**BRIEF**
Output, word for word, every line from the line with "Locate the rapids" through the final line of the data below.
---- RECORD SET
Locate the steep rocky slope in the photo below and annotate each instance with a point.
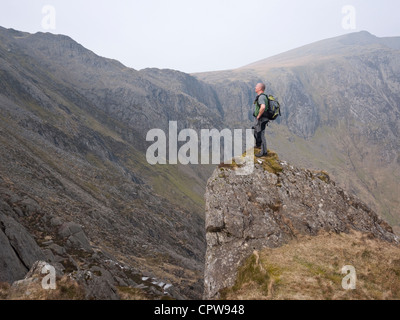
(270, 207)
(75, 186)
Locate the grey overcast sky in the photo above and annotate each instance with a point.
(199, 35)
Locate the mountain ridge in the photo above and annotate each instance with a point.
(75, 180)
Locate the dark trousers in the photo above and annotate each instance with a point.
(259, 135)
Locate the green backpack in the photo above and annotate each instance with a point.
(273, 109)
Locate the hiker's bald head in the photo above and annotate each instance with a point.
(260, 87)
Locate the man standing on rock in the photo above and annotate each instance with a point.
(261, 104)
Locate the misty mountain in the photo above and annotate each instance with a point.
(77, 191)
(340, 111)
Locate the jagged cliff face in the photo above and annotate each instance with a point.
(340, 111)
(268, 208)
(73, 140)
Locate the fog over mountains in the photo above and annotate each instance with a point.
(74, 180)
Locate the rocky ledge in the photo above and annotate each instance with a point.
(266, 209)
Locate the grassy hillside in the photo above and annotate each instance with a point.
(310, 268)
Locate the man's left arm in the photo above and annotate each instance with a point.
(262, 109)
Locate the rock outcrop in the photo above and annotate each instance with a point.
(270, 207)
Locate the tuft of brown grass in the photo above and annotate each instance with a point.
(309, 268)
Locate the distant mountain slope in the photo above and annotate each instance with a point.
(73, 139)
(340, 111)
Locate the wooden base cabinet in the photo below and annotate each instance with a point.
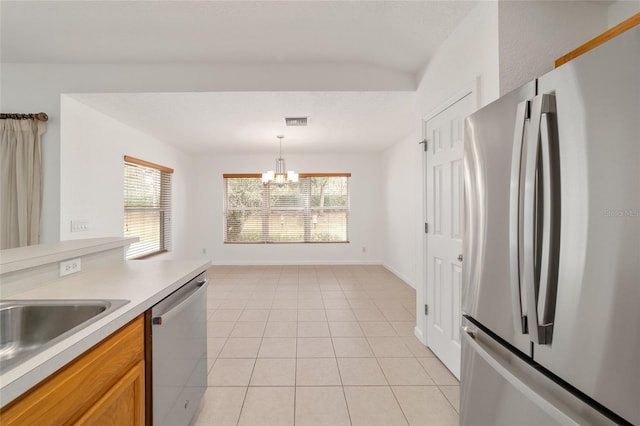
(104, 386)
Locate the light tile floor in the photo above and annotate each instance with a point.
(319, 345)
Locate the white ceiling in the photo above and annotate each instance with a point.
(241, 121)
(399, 36)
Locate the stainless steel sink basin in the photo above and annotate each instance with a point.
(28, 327)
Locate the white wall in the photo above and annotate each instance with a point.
(469, 57)
(400, 166)
(39, 87)
(365, 222)
(621, 10)
(93, 147)
(533, 34)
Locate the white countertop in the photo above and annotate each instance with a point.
(144, 283)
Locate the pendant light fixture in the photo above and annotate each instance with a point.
(281, 175)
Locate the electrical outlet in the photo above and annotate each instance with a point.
(70, 267)
(79, 225)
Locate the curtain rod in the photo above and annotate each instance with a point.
(40, 116)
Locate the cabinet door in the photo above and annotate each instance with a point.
(123, 404)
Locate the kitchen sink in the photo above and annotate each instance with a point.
(28, 327)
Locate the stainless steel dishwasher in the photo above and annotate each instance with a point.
(179, 353)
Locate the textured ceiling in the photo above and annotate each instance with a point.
(397, 35)
(391, 36)
(250, 121)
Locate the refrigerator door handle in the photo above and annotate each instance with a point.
(540, 221)
(515, 217)
(505, 370)
(550, 214)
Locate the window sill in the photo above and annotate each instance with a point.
(148, 255)
(285, 242)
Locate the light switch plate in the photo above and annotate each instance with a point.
(70, 267)
(79, 225)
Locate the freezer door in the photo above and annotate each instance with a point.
(499, 388)
(596, 342)
(493, 139)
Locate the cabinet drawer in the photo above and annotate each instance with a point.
(66, 395)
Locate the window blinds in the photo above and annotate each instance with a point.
(314, 209)
(147, 207)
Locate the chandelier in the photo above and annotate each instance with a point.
(281, 175)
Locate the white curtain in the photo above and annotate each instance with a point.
(21, 185)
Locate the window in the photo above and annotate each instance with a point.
(147, 207)
(313, 210)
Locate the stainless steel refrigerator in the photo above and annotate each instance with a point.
(551, 293)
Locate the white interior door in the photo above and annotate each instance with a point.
(444, 216)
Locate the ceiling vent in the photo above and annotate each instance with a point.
(296, 121)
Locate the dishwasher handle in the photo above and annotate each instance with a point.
(197, 291)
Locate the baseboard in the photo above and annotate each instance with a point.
(293, 263)
(418, 333)
(399, 275)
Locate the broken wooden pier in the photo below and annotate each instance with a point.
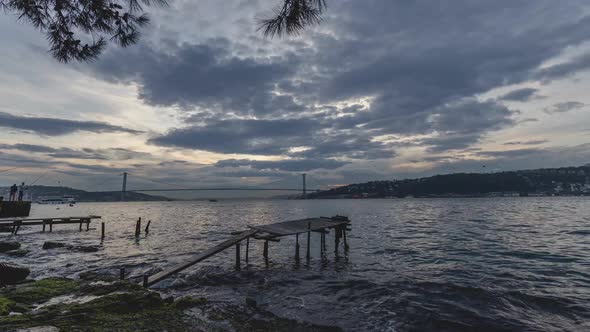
(16, 224)
(271, 232)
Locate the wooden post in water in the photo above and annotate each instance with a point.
(297, 247)
(238, 256)
(138, 227)
(336, 238)
(265, 252)
(308, 239)
(247, 248)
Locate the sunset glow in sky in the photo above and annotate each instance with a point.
(380, 90)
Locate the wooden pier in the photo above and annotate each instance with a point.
(271, 232)
(16, 224)
(13, 209)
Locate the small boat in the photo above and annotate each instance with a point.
(65, 199)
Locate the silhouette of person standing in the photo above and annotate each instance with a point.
(13, 190)
(21, 191)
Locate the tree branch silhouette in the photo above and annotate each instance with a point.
(79, 30)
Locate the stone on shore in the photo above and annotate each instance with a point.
(8, 246)
(12, 273)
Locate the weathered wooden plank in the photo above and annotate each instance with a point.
(202, 256)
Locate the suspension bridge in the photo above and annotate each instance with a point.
(303, 189)
(276, 186)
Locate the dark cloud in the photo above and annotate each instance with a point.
(206, 75)
(290, 165)
(374, 69)
(57, 127)
(565, 107)
(533, 142)
(262, 137)
(85, 153)
(524, 94)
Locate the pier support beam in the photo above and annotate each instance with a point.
(138, 227)
(247, 248)
(297, 247)
(238, 265)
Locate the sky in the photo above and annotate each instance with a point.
(380, 90)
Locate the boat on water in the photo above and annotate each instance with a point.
(65, 199)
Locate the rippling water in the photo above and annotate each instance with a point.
(413, 264)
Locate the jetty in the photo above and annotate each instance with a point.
(270, 232)
(16, 224)
(12, 209)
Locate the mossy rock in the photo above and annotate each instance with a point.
(17, 252)
(8, 245)
(6, 306)
(189, 302)
(41, 290)
(12, 273)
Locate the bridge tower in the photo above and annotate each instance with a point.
(304, 185)
(124, 189)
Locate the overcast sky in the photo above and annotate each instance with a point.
(380, 90)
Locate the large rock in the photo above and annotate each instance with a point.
(18, 252)
(53, 245)
(12, 273)
(8, 245)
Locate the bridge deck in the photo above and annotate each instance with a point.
(17, 223)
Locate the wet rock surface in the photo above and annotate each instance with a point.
(93, 304)
(48, 245)
(17, 252)
(8, 246)
(12, 273)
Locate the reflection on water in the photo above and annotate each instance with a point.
(413, 264)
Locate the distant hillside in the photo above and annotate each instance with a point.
(84, 196)
(539, 182)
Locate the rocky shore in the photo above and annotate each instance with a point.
(98, 301)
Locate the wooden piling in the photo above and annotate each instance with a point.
(247, 248)
(138, 227)
(297, 246)
(344, 238)
(265, 251)
(308, 239)
(238, 256)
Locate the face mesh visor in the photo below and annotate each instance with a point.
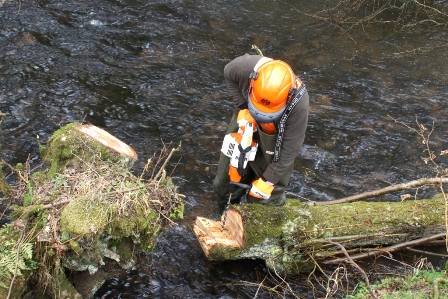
(263, 117)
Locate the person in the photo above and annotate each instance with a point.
(275, 101)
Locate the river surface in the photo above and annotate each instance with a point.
(150, 73)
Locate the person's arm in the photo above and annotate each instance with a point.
(293, 138)
(236, 75)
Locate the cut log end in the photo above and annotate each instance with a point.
(108, 140)
(210, 233)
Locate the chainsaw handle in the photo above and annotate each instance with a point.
(241, 185)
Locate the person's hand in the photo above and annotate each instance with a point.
(261, 189)
(245, 117)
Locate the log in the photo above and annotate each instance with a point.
(293, 237)
(211, 234)
(108, 140)
(83, 211)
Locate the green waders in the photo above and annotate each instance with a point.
(255, 170)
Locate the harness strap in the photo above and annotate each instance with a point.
(281, 124)
(243, 151)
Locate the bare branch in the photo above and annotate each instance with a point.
(390, 189)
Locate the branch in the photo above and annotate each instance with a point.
(352, 262)
(166, 161)
(388, 249)
(390, 189)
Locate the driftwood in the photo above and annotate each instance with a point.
(386, 190)
(85, 212)
(294, 237)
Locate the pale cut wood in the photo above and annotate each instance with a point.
(210, 232)
(108, 140)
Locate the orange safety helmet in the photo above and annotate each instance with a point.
(269, 90)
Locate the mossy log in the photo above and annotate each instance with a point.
(84, 211)
(296, 237)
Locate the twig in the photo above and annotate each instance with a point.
(19, 243)
(284, 281)
(166, 161)
(352, 262)
(393, 188)
(426, 252)
(388, 249)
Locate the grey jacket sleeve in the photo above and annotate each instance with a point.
(236, 74)
(293, 138)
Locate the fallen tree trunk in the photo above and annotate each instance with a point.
(85, 212)
(293, 237)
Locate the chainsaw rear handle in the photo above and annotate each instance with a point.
(241, 185)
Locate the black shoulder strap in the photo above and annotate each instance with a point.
(298, 94)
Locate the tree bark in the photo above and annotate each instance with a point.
(292, 238)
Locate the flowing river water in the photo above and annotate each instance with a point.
(150, 73)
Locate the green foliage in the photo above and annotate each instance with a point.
(178, 212)
(15, 257)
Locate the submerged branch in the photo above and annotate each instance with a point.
(387, 249)
(389, 189)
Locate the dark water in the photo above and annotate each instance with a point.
(150, 72)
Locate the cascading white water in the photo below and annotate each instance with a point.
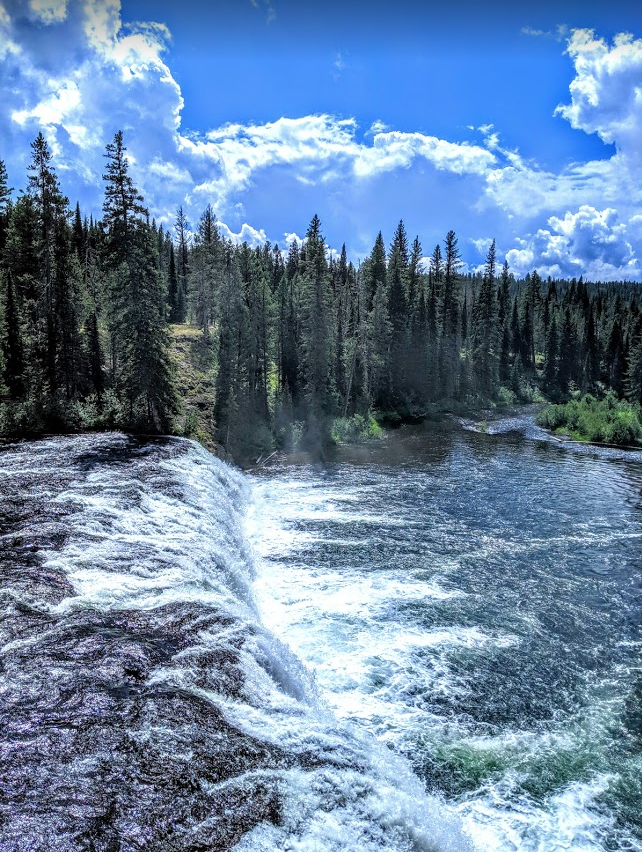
(475, 604)
(145, 704)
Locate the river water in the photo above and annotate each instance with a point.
(431, 644)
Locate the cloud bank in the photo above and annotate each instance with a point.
(72, 69)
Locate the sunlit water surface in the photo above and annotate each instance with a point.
(474, 601)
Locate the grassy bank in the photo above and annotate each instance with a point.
(601, 421)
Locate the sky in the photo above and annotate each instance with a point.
(518, 122)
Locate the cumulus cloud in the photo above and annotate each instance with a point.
(589, 242)
(71, 69)
(606, 93)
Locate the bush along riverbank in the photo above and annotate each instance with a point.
(600, 421)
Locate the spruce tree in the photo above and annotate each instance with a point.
(140, 341)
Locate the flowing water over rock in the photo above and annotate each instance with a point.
(474, 601)
(143, 705)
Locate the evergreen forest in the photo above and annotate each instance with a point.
(300, 340)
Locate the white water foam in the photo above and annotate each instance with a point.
(139, 543)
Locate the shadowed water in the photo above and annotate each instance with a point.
(475, 601)
(143, 706)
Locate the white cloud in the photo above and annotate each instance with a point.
(49, 11)
(606, 94)
(79, 75)
(589, 242)
(247, 234)
(559, 33)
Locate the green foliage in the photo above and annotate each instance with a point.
(295, 351)
(608, 421)
(356, 429)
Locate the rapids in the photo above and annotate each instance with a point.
(143, 705)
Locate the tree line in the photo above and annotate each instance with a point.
(301, 337)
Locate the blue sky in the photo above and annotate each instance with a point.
(519, 122)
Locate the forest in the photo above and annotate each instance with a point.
(302, 339)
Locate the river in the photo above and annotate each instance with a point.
(428, 644)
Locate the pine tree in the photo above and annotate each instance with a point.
(12, 344)
(398, 311)
(485, 330)
(550, 356)
(182, 266)
(317, 332)
(5, 201)
(140, 342)
(123, 204)
(449, 360)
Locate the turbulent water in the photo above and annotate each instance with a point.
(431, 645)
(142, 704)
(474, 601)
--------
**SOLVED EXERCISE**
Locate the rapids in the photo above and annotate each instance with a point.
(143, 705)
Locate the tree line in the photo above and annotate each instance with a point.
(301, 337)
Locate the blue sky in the photo above and annotate each instance with a point.
(519, 122)
Locate the forest in the photo above and annotate each instance with a point.
(302, 339)
Locate the river in the photo above and annotate each instance with a point.
(428, 644)
Locate the pine tree in the photo above and annotate each instance with a point.
(12, 344)
(398, 311)
(485, 330)
(550, 356)
(182, 266)
(317, 332)
(5, 201)
(140, 342)
(123, 204)
(449, 360)
Locate the turbulent water in the photo above and annotate each instance with a point.
(431, 645)
(142, 704)
(474, 601)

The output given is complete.